- **Your goal**
Reproduce every record below word for word, leaving out the pictures.

***** Data entries

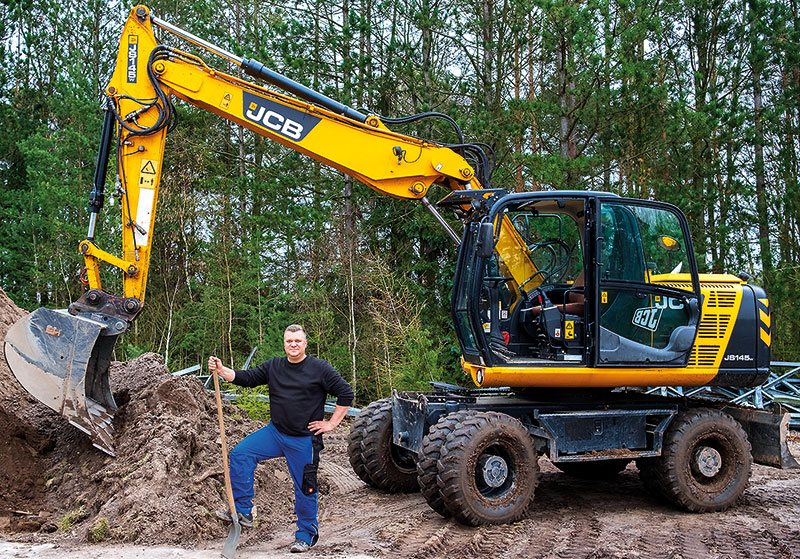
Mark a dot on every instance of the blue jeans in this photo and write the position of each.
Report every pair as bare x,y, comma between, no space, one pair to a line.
302,456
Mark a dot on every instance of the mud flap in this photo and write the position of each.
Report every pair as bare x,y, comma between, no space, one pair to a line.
62,360
767,433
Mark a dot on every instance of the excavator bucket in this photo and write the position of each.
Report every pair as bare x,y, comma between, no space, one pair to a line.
62,360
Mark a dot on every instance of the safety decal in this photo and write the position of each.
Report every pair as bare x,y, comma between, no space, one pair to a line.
280,119
647,318
147,197
133,57
147,174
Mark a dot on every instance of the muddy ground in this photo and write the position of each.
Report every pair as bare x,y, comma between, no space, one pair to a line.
157,496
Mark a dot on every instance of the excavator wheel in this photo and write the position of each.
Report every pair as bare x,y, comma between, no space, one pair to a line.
354,447
373,454
488,470
597,469
427,464
704,464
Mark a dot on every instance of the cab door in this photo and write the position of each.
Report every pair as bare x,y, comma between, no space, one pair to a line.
648,291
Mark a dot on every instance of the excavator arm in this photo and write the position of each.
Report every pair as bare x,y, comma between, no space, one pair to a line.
62,356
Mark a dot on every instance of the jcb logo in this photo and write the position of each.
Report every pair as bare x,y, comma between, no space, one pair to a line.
647,318
286,121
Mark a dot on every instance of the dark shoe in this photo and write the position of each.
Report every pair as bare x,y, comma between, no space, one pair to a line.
299,546
245,520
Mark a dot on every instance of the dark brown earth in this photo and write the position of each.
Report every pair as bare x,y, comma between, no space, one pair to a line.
166,481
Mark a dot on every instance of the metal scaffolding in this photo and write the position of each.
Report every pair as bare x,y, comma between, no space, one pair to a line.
782,387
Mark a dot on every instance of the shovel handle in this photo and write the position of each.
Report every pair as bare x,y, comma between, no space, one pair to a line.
226,471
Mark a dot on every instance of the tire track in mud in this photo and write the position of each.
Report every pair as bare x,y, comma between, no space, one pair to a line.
561,522
343,480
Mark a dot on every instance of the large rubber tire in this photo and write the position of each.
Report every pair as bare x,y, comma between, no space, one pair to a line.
488,469
427,462
385,465
597,469
705,462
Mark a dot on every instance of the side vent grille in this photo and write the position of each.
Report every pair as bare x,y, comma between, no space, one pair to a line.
704,355
713,326
719,299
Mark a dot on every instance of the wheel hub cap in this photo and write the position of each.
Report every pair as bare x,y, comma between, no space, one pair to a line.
493,469
707,461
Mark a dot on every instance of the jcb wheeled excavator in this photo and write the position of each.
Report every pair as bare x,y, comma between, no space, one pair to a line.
564,303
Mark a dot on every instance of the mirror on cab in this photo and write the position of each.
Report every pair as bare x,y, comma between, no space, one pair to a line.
670,244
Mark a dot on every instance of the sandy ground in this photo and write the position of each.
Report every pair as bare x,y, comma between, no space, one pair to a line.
570,518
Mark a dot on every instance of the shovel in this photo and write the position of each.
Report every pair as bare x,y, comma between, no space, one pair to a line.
229,549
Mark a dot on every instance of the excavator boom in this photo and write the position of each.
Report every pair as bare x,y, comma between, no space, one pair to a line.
62,356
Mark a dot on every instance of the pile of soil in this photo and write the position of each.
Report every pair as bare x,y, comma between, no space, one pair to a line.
165,482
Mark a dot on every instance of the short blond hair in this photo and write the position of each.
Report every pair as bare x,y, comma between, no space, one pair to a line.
295,328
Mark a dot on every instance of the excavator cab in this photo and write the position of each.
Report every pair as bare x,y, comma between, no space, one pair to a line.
593,280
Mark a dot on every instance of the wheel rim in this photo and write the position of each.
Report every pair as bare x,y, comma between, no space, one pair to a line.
494,472
712,463
707,461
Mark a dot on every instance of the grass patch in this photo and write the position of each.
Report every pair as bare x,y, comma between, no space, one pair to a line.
100,531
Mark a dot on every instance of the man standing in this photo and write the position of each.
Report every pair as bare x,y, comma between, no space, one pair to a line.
298,385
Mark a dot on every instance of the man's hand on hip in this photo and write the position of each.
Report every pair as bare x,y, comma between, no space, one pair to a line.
319,427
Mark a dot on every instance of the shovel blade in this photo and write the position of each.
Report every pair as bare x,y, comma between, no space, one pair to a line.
62,360
229,549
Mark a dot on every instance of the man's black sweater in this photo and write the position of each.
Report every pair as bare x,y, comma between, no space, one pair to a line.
297,391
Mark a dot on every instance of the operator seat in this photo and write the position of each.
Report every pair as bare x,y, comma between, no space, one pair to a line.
574,300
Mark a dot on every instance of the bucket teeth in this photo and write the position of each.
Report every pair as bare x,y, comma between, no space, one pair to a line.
62,360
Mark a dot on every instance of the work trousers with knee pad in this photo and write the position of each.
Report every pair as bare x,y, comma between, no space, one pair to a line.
302,457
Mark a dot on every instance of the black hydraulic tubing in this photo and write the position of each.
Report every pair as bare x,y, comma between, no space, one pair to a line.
258,70
97,196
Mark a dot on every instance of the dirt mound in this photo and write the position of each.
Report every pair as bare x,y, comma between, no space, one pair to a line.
165,482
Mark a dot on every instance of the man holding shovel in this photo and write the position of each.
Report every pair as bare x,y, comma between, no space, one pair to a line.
298,385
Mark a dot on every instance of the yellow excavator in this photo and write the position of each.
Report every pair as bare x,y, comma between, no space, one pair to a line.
564,303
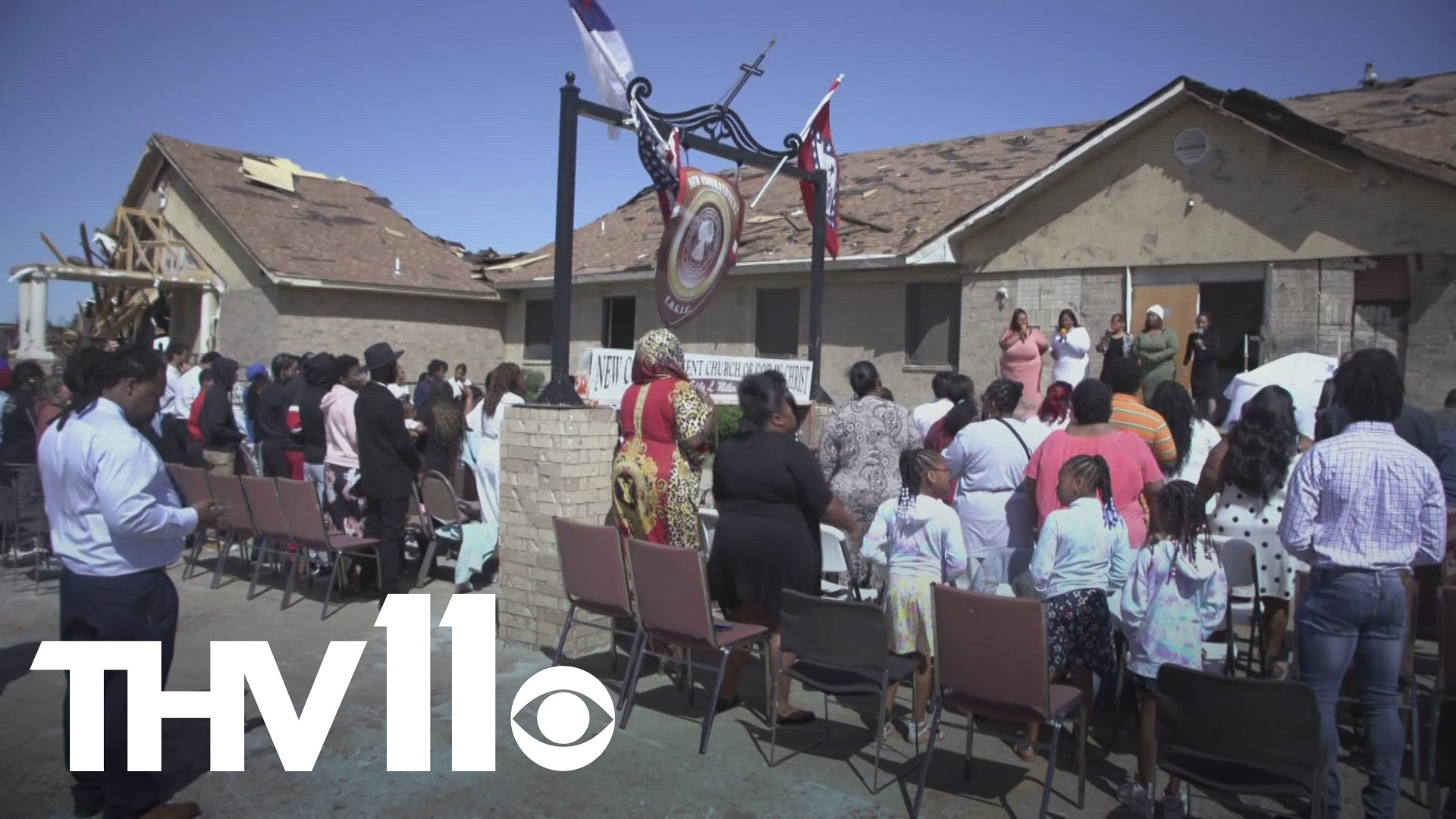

**********

- **Response**
Mark a dot on every instance of the blue jeans in this photo and write the position of each.
Report every pair as bare x,y, comma between, no space, one pair to a line.
302,456
Mark a dot on every instance of the mud flap in this photo and write the position of each.
Report every pair as bare x,y, comma between, no space, one pair to a line.
62,360
767,433
Mark a dot on every instance of the excavator bucket in this photo and write the position of each.
Report every pair as bare x,y, comma between, no space, one pair to a line.
62,360
Mark a dot on every instance of the safety decal in this photo and write the position of each.
Report every pair as bare x,y, comma between, no space, one pair to a line.
280,119
647,318
147,197
133,57
147,174
Mark a dot on every instance of the muddy ground in this photo and write the position of each.
Report every pair as bare x,y, comma between, no space, one pair to a line.
157,496
Mark a dot on every instance of the excavator wheel in this photo and write the position of each.
Report every pair as bare x,y, comma between, no space, one pair to a line.
354,447
373,454
488,470
597,469
427,464
704,464
Mark a dot on every instance of the cab door in this photo and write the position of each.
Report every pair as bare x,y, comma between, no space, one pair to a line.
648,291
Mark a dot on every instance of the excavator arm in this photo and write the position of each.
Report every pair as bare x,y, comma between, no space, one pair to a line.
62,356
Mark a dot on every instance of the jcb logo in this photo and write the position of each.
Report every pair as bare x,y, comma between, no space, one pair to a line.
647,318
286,121
Mark a dot on every instance of the dark shoe in this photo and write the position of each.
Report every pair as bare x,y, comma between, no space, one pair to a line.
299,546
245,520
Mark a dot on every instance of the dark brown earth in this photo and write the position of each.
Report every pair as bare x,y, comma between, no space, one pair to a line.
166,481
Mark a dot on every instance of the metal scaffolding in this photo and write the position of each.
Report every pair as bare x,y, comma between, no space, one pair to a line.
782,387
Mark a dot on every instance of the shovel handle in this photo and write the position of each.
Report every pair as bare x,y, comma between, no space, one pair to a line.
226,471
Mark a dot on every instance of the tire track in mud in this photo and write the position of each.
Report every pair as bare x,y, comma between, no space, one pair to a line.
561,522
343,480
Mark a dot on every instance of the large rubber tire in this photo and write the position of each.
Report every pair as bare x,y, comma between, no space, one pair to a line.
488,469
427,462
385,465
597,469
705,462
Mark a dot on every instance of the side vent grille in this photo and write the position of each.
Report every pair as bare x,y, comma between, no space, one pair to a line.
704,355
713,326
719,299
Mark a dot on every instance of the wheel hub cap in this photo and write the position of each.
Report every pair as bare x,y, comma between, no space, one pair to a line.
493,469
707,461
Mark a dot on every instance of the jcb wheeled excavator in this photo and write the position of each.
Report every pair as bare x,y, comma between, no space, one pair to a line.
564,303
Mark a dot on every instance of the mirror on cab in this photo and write the position of each.
Report every pair as bare x,y, comma between, no space, one pair to a line.
670,244
Mark a dot on every instance of the sandy ground in this photo and write the position of each.
Report every pair as bare x,y, comma between, no space, one pair to a line.
570,518
Mark a dot on every instance of the shovel in this photo and write the position of each.
Report every pair as bare x,y, comma between, no space, one pair to a line.
229,549
Mark a dot on every instance of the excavator boom in this photo and write the position of each.
Report every pair as bare x,y, comma between, no space, one pair to a line.
62,356
Mark a dot on every instance of the pile of soil in this photo and write the position of each.
Report every pair as bare x,y, comma between, no space, one pair to a line.
165,482
Mark a dot on every instance of the short blond hair in this photo and write the position of each.
Report every pair as bare x,y, comma between, no space, one pair to a line.
295,328
Mark a dot on every instance of the excavator cab in this photo and write the position of each.
Report every pair as bare x,y, comma between, no space, one pair to a line.
593,280
Mark a dot on every instance of the wheel rim in this photo and write the position of each.
Report every pair as bare x,y, comma between, no space, one pair to a line.
494,472
712,463
707,461
Mark a dot on every instance of the grass patch in this photo and write the position of each.
Report every pair as bare x,y, comma between, no space, one pair to a line.
100,531
Mark a dot on every instance of the man standing in this photo and write the position of each.
Report every pair as bare x,y, comma between, no space, one pair to a line.
298,385
Mark a dot on every instance of the man's hand on hip in this photo and write the position of each.
Report every pair as bare x,y, comma between, no space, one pair to a line.
319,427
Mark a dot on every instance of the shovel blade in this photo and write the position of each.
Report every pair as bare x,y, comma between, no space, one pair to a line.
62,360
229,549
Mark a dot on every instance of the man's black sweater in this photo and write the position of each.
Report every pair as bare x,y, comma between, no space, one pair to a line.
297,391
Mark a dot on every instance of the operator seat in this photo and write the position of each.
Report every pair as bare x,y, comma between, no space, one pair to a line.
574,300
Mark a dot on every instance of the bucket teeth in this photo and write the position of each.
Report every pair as bare x,y, comma between, no space, one pair to a line.
62,360
Mark a dot on every instance of the work trousers with knee pad in this photo and write the position of each.
Report every pair as bare x,y, comma between, no space, one pair to a line.
302,457
Mark a dot on every instance of the black hydraulic tubing in this photo and write the position of each.
Report every pair as bare x,y, comma between, no space, one pair to a line.
258,70
97,196
Mark a dot on every instance of the dirt mound in this photo and write the position of each.
Report every pair as bare x,y, comma between, no space, one pair to a line.
165,482
Mark a dot on every instance of the man holding shovel in this photo and write the position of each.
Report every pair as bare x,y, comma between, no space, one pair to a line.
298,385
Mark a dot on every instance of the yellow excavator in this photo and write the position of each.
Report every pair as bare x,y, comma between, no space, one pair to a line.
564,303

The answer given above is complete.